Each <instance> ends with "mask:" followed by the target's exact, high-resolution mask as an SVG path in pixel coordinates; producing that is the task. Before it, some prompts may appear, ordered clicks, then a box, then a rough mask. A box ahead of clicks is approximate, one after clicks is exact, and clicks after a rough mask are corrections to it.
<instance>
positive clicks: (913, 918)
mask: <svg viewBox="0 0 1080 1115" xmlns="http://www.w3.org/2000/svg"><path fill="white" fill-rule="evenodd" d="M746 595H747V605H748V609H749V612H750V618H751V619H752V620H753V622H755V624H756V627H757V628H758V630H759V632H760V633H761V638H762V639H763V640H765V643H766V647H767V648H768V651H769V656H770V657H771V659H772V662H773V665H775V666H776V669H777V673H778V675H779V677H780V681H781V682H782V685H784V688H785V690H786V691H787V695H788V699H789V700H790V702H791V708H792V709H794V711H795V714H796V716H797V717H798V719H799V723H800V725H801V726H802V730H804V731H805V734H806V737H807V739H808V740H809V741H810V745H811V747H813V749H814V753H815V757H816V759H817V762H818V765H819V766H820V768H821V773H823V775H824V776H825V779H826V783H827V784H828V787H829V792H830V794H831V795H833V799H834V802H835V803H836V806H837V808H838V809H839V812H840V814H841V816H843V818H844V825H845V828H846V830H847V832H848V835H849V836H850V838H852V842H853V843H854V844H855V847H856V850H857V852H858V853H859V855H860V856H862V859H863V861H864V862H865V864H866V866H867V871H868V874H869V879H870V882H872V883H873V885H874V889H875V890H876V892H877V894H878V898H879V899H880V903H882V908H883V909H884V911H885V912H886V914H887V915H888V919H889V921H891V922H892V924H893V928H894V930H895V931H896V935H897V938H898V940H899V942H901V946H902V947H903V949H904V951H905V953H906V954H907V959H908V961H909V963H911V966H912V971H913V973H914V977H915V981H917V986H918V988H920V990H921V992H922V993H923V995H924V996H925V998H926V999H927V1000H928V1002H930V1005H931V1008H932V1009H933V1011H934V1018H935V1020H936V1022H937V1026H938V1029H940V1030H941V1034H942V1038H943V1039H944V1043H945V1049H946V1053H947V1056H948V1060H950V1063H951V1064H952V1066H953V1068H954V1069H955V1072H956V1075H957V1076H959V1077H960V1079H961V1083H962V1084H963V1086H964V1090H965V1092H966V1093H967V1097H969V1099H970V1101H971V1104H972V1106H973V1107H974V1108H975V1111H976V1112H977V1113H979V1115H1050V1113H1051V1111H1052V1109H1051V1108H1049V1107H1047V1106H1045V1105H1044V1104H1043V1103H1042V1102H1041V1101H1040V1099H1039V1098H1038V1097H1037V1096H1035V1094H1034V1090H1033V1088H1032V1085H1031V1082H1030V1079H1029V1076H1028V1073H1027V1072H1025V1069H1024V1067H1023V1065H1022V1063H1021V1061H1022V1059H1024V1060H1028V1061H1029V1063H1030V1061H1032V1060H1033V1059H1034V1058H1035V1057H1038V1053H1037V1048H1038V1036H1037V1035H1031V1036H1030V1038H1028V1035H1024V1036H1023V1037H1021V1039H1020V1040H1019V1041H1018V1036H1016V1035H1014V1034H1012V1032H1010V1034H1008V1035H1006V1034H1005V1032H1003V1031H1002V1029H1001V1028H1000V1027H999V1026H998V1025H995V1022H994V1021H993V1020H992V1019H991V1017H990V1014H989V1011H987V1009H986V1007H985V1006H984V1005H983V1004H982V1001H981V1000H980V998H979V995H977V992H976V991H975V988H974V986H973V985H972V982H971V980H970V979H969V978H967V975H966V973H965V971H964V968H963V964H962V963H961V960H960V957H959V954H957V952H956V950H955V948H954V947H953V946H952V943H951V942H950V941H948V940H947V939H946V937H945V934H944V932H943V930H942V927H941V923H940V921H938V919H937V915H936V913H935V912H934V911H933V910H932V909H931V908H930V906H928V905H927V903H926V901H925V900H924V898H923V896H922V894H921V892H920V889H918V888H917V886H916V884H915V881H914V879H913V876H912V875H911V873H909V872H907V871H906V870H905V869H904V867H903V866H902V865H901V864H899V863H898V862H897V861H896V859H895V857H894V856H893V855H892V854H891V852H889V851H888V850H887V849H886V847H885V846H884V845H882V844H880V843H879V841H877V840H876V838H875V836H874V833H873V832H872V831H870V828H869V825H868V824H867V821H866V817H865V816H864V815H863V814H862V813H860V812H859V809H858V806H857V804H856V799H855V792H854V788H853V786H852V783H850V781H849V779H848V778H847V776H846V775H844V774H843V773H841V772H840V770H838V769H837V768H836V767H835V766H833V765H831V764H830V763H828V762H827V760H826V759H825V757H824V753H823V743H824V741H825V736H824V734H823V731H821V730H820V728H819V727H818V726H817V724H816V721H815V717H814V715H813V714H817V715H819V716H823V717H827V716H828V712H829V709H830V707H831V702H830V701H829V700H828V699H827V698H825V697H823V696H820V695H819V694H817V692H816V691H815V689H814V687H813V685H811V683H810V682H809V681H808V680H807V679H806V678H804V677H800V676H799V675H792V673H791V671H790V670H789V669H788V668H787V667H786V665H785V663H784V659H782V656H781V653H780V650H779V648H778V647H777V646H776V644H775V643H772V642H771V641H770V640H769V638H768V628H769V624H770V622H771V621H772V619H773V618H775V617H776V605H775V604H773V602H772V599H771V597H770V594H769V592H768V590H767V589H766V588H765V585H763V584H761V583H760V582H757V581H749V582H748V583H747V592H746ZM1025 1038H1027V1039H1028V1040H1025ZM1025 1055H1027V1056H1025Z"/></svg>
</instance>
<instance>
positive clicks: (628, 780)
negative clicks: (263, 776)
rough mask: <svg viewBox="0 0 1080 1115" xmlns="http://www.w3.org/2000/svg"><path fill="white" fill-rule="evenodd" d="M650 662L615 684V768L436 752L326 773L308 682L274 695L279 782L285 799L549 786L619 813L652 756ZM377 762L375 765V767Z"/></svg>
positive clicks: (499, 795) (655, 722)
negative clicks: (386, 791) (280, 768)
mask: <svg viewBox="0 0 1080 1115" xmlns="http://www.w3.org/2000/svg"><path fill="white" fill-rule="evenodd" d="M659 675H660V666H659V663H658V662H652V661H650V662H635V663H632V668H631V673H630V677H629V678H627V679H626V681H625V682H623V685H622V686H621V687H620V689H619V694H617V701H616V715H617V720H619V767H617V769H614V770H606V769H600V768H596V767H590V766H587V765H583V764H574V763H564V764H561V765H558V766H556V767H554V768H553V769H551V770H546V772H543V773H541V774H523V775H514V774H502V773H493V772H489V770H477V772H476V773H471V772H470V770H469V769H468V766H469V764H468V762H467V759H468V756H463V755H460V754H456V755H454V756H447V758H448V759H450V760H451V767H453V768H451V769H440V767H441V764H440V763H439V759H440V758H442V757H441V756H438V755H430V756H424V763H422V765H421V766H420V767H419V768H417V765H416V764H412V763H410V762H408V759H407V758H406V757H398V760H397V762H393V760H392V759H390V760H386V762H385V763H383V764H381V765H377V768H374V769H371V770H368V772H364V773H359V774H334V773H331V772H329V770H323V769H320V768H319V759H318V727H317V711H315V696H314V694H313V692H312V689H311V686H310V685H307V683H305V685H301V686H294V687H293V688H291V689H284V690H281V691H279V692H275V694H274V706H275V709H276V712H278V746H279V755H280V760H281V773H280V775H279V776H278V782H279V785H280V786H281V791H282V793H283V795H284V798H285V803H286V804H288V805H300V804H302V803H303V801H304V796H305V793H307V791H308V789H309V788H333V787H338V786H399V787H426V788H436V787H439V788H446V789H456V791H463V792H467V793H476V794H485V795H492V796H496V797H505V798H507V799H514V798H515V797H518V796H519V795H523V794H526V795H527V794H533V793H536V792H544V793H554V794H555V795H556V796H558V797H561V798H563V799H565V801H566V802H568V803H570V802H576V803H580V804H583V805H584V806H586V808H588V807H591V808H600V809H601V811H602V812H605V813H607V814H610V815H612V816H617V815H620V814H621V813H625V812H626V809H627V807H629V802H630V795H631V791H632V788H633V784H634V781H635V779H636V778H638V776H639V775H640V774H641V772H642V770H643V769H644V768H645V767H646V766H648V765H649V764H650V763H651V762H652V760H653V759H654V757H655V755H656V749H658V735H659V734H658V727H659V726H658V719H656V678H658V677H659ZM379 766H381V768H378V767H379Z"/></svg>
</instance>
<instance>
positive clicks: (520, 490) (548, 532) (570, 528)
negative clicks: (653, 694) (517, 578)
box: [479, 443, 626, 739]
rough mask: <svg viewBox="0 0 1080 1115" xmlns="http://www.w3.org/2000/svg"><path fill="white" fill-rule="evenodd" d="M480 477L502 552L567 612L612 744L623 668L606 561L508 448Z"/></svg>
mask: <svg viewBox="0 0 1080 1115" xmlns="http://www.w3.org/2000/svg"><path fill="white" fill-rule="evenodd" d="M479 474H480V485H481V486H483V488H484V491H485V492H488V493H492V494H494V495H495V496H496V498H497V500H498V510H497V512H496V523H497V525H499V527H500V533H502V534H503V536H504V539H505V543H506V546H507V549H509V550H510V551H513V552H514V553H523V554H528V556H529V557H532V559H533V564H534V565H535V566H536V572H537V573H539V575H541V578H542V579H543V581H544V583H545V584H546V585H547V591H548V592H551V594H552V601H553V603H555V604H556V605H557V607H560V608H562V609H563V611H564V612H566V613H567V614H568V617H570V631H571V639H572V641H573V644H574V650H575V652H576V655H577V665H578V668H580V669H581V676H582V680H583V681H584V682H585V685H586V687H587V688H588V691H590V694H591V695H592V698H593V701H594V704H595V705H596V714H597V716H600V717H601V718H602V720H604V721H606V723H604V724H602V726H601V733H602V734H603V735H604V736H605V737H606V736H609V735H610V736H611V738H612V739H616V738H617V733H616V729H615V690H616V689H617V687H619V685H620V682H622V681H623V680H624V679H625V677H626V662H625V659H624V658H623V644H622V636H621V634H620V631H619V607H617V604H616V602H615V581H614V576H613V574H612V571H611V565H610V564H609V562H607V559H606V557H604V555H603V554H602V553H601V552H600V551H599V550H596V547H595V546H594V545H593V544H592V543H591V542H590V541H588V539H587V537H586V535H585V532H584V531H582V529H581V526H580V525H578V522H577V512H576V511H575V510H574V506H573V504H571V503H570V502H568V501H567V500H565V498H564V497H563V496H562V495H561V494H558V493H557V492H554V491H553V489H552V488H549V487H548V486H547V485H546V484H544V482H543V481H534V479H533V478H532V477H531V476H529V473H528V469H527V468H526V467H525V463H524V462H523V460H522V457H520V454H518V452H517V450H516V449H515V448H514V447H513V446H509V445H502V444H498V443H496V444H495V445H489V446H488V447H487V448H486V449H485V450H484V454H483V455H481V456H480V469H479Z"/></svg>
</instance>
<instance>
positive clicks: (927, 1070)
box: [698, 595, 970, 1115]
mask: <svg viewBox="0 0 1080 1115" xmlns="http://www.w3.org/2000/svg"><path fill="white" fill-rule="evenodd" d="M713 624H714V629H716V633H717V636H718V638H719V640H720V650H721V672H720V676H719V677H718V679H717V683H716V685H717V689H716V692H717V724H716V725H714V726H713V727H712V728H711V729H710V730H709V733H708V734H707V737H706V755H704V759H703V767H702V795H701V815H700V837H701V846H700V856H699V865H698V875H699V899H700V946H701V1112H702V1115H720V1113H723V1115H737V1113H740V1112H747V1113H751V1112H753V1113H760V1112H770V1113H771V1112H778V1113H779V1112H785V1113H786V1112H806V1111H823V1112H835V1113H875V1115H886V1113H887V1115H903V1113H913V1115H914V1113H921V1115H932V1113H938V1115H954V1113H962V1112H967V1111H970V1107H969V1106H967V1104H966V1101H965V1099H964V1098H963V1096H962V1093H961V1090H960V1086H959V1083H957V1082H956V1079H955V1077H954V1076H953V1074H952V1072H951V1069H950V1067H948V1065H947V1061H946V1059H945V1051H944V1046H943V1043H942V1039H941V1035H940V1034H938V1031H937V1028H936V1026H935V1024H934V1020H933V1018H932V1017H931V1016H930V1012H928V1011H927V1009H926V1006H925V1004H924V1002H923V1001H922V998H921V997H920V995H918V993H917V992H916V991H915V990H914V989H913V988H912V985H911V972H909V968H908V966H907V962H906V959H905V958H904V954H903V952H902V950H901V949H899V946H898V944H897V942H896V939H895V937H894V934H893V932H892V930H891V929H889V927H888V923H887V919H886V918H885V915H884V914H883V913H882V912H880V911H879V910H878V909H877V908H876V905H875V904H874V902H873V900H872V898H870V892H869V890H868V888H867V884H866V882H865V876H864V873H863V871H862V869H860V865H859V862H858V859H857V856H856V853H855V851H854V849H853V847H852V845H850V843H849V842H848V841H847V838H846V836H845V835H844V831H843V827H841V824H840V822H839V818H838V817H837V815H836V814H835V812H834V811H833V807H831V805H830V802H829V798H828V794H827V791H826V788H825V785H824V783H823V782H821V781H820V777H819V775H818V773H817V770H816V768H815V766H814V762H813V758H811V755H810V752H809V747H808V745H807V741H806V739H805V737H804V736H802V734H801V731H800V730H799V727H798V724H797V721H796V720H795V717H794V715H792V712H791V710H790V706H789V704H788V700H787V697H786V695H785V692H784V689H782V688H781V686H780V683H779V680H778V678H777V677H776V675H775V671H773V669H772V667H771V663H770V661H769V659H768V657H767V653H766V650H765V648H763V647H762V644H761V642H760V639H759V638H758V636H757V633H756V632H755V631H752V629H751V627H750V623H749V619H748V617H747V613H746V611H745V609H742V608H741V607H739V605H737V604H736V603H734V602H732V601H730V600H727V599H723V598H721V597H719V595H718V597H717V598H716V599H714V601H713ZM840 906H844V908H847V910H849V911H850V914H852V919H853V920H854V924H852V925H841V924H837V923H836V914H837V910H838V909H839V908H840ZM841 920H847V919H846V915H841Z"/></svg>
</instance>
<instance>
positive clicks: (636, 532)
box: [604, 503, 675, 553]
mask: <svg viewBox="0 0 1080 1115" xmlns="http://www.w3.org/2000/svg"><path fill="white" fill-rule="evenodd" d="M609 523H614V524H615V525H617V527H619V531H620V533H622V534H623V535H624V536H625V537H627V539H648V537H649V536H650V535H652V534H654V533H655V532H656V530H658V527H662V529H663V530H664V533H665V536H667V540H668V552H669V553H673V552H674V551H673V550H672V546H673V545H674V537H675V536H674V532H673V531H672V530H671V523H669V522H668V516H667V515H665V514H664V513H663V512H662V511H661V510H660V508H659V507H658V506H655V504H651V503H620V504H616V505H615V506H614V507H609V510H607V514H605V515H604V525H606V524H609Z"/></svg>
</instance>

◆ **ASSIGNMENT**:
Reproduce the lines from the start of the entries through the line holding "positive clicks: (913, 918)", inclusive, with every "clicks" changed to "taps" and everything else left unchanged.

◆ **SOLUTION TO THIS TASK**:
Each <instance> ends with "mask:" followed by the target's exact, high-resolution mask as an SVG path in pixel coordinates; producing that is the task. Before it, some prompts may appear, ordered taps, then a box, then a rough mask. A box ahead of taps is approximate, one after taps is exact, and taps after a rough mask are corrections to it.
<instance>
positive taps: (913, 918)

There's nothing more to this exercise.